══ THE DATA
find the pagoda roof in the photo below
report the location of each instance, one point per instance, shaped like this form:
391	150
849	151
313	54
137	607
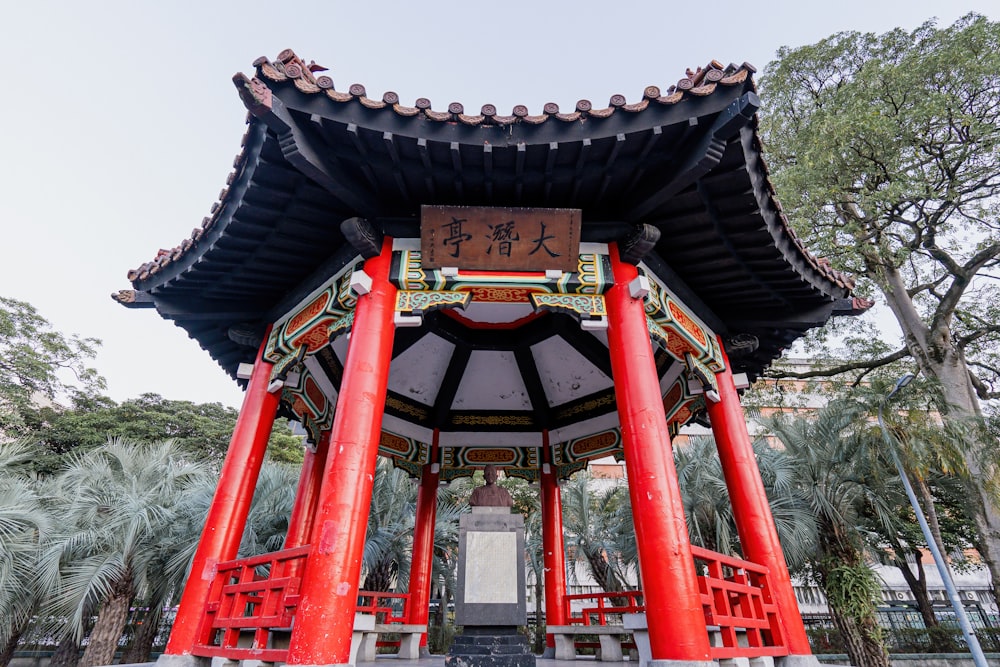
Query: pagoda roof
════
Copy out all of the material above line for line, without the pictures.

THE SOLUTION:
find the pagoda roof in the photo below
report the location of each instance, one point per instance, shaped like this form:
391	150
849	151
313	54
137	607
Query: pagoda roof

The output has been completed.